Übungsaufgaben.
1/ Prüfen Sie, ob die folgenden Aussagen zum ausgewählten Text zutreffen, und belegen Sie jedes Ja oder Nein mit den entscheidenden Worten des Textes als wörtlichem Zitat.
(a) Der Angeklagte kam 2015 als Flüchtling nach Deutschland.
(b) Der 53-jährige Partner aus Köln starb bei dem Angriff.
(c) Der Angeklagte wurde am Tag nach dem Angriff gefasst.
2/ Kopieren Sie bitte den Abschnitt des ausgewählten Textes unverändert, beginnend bei „Er wollte als“ und endend bei „schwere Körperverletzung verantworten.“.

Ausgewählter Text.
• • • • •
Angeklagter wollte Schwule für «schwere Sünde» mit Tod bestrafen
Ein 21 Jahre alter Syrer muss sich seit Montag am Oberlandesgericht (OLG) Dresden für Mord, versuchten Mord und schwere Körperverletzung verantworten
Koran-Verse interpretierte der Täter als Handlungsanleitung: Der Prozess um die tödliche Messerattacke in Dresden offenbart die krude Gedankenwelt eines jungen Mannes, der aus religiösem Hass ein schwules Paar angriff und einen Mann tötete.
Er wollte als Anhänger des Islamischen Staates (IS) in Deutschland Ungläubige töten und dann ins Kalifat auswandern: Ein 21 Jahre alter Syrer muss sich seit Montag am Oberlandesgericht (OLG) Dresden für Mord, versuchten Mord und schwere Körperverletzung verantworten.
Seine Opfer waren zwei Männer aus Nordrhein-Westfalen. Ein 55-Jähriger aus Krefeld starb, sein 53-jähriger Partner aus Köln wurde lebensgefährlich verletzt. Der Angeklagte habe die Männer für ein homosexuelles Paar gehalten und sie für die aus seiner Sicht «schwere Sünde» mit dem Tode bestrafen wollen, sagte ein Vertreter der Bundesanwaltschaft zum Auftakt vor dem Staatsschutzsenat und schloss auch eine Sicherungsverwahrung nicht aus.
Der Angeklagte, der aus Aleppo stammt und in ärmlichen Verhältnissen aufwuchs, kam 2015 als Flüchtling nach Deutschland. 2018 war er vom OLG Dresden 2018 wegen Werbung für das Terrornetzwerk Islamischer Staat (IS) zu einer Jugendstrafe verurteilt worden, die nach Angriffen auf Beamte im Gefängnis erhöht wurde. Ende September 2020 wurde er aus der Haft entlassen, am 4. Oktober griff er das schwule Paar an (MANNSCHAFT berichtete). Knapp drei Wochen später wurde der damals 20-Jährige gefasst.
• • • • •
Entnommenes Material.
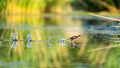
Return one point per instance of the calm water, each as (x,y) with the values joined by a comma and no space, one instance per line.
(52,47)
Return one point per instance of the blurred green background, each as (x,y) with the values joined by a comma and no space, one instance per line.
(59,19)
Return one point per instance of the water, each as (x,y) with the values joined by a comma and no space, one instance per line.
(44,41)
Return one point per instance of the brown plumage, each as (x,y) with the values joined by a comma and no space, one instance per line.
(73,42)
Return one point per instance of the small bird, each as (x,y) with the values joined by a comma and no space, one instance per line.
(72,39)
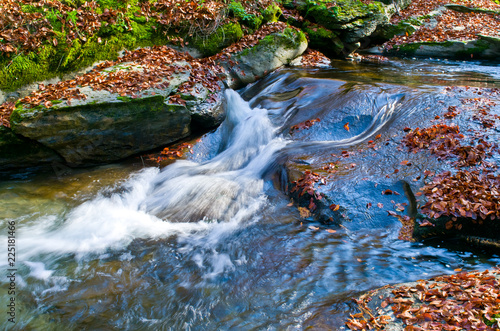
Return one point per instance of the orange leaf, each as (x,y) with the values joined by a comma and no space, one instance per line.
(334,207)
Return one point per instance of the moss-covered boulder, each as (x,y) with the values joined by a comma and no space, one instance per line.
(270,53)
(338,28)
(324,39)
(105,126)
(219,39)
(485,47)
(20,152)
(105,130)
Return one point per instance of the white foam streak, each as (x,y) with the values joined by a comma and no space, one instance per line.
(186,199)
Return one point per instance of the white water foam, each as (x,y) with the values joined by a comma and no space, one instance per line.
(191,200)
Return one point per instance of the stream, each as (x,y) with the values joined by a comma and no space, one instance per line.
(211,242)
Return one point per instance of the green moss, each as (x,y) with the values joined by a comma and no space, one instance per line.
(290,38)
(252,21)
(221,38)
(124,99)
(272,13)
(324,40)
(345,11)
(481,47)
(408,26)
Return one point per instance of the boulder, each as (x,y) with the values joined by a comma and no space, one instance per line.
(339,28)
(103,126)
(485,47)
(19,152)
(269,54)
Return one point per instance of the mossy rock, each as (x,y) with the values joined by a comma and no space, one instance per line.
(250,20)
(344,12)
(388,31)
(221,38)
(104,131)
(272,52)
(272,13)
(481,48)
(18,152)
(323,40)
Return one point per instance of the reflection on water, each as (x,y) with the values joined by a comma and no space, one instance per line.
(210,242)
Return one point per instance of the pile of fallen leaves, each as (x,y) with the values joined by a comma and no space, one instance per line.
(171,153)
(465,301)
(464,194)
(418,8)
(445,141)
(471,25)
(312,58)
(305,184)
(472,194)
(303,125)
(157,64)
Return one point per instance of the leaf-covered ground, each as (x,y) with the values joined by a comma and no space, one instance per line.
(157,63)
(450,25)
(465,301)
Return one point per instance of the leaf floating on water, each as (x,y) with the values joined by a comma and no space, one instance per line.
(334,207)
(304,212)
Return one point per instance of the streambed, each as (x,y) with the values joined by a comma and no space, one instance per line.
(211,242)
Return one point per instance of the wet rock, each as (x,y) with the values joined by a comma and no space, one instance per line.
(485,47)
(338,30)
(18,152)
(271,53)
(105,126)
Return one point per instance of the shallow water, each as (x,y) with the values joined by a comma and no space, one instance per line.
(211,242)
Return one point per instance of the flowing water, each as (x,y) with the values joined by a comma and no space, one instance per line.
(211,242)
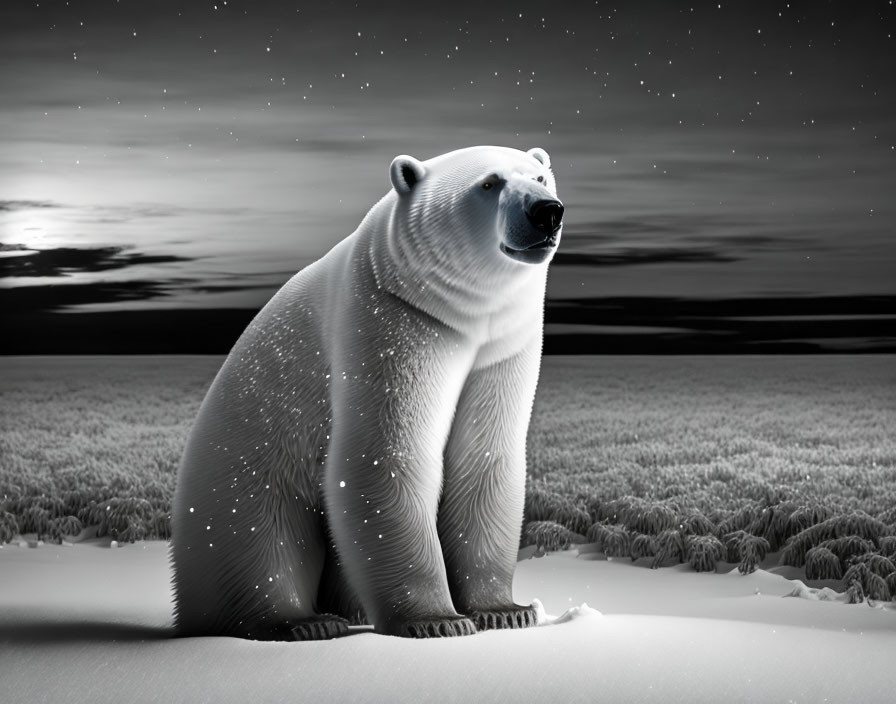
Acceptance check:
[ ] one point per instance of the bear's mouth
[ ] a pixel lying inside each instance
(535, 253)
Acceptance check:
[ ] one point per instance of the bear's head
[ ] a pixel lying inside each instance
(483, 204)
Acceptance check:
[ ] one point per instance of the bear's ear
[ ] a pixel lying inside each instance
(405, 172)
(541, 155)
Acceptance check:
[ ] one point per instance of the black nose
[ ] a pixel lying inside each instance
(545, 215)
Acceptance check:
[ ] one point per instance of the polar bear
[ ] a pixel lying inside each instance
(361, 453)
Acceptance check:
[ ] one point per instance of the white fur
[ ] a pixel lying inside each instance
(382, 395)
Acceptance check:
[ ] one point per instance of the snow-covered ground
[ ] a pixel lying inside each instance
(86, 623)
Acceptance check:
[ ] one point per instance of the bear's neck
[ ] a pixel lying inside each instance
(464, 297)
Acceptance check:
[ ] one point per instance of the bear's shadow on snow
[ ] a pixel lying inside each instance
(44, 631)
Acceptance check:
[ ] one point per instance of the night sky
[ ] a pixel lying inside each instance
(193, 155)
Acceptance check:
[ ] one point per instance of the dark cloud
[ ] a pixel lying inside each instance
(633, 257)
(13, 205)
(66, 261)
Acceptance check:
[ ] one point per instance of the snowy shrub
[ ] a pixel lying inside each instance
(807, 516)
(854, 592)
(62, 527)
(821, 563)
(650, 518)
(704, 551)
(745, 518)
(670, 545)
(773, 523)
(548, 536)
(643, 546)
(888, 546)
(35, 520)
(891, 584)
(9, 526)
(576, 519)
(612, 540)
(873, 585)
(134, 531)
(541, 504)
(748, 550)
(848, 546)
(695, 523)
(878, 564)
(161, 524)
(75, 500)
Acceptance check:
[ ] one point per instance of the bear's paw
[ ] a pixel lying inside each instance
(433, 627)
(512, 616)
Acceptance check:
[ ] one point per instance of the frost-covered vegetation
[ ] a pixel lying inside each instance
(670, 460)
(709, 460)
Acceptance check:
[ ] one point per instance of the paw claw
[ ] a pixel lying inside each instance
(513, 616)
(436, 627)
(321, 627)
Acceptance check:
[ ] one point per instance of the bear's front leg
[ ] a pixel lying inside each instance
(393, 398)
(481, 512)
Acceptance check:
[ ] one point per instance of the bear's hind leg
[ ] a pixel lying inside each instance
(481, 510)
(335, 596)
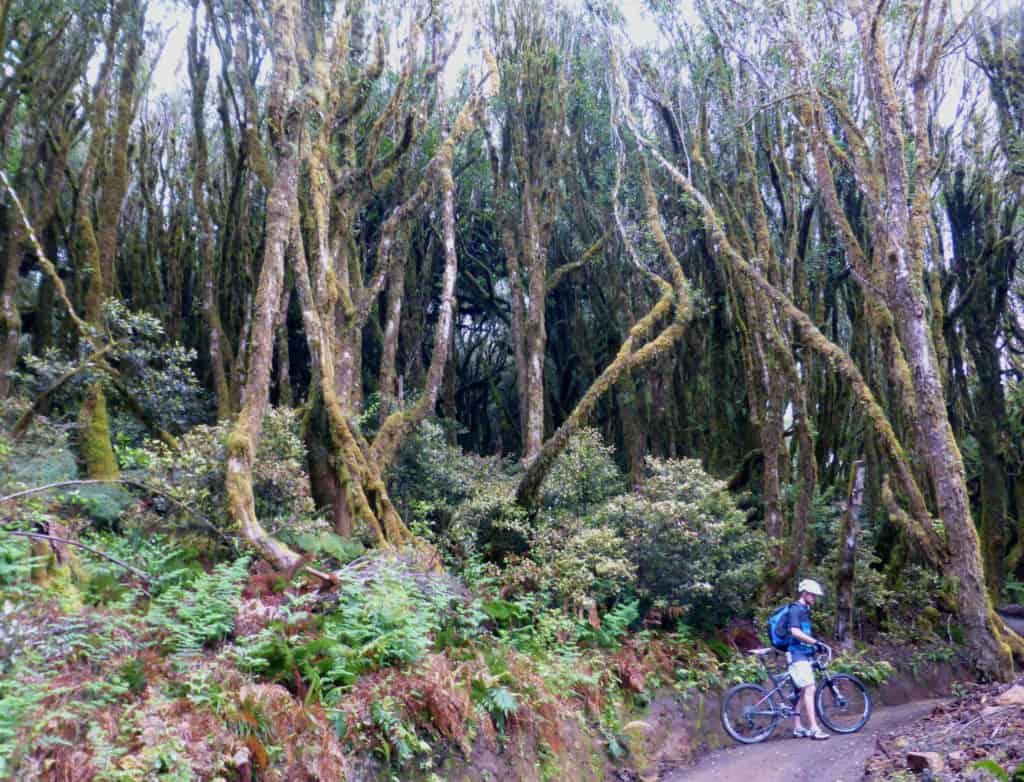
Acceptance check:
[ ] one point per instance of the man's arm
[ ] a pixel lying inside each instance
• • • • •
Lösungen.
1/
(a) Ja: „kam 2015 als Flüchtling nach Deutschland“
(b) Nein: „sein 53-jähriger Partner aus Köln wurde lebensgefährlich verletzt“
(c) Nein: „Knapp drei Wochen später wurde der damals 20-Jährige gefasst.“

2/
Er wollte als Anhänger des Islamischen Staates (IS) in Deutschland Ungläubige töten und dann ins Kalifat auswandern: Ein 21 Jahre alter Syrer muss sich seit Montag am Oberlandesgericht (OLG) Dresden für Mord, versuchten Mord und schwere Körperverletzung verantworten.